▶ **Description of the task**
This exercise asks for every line of the material that contains the word "white".

▶ **Records to use**
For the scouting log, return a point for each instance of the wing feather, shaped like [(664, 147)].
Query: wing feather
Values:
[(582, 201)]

* * *

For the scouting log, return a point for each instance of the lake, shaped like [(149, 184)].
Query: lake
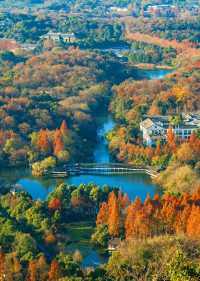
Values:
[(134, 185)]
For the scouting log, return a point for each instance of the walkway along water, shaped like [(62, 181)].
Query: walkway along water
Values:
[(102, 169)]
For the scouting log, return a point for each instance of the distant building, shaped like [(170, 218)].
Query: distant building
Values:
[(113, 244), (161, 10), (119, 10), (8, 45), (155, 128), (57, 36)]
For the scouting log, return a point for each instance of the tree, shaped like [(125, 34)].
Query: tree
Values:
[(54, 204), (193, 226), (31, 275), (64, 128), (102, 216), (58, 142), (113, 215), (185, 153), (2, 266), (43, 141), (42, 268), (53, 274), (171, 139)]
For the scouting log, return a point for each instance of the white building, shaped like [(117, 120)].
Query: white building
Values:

...

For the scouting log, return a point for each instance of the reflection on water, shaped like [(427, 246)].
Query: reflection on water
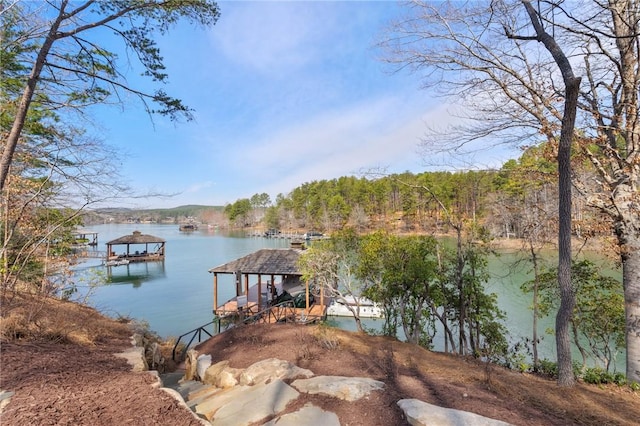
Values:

▶ **Task output**
For the scouting log, return a point for each instance of the white building, shaped like [(117, 120)].
Query: white building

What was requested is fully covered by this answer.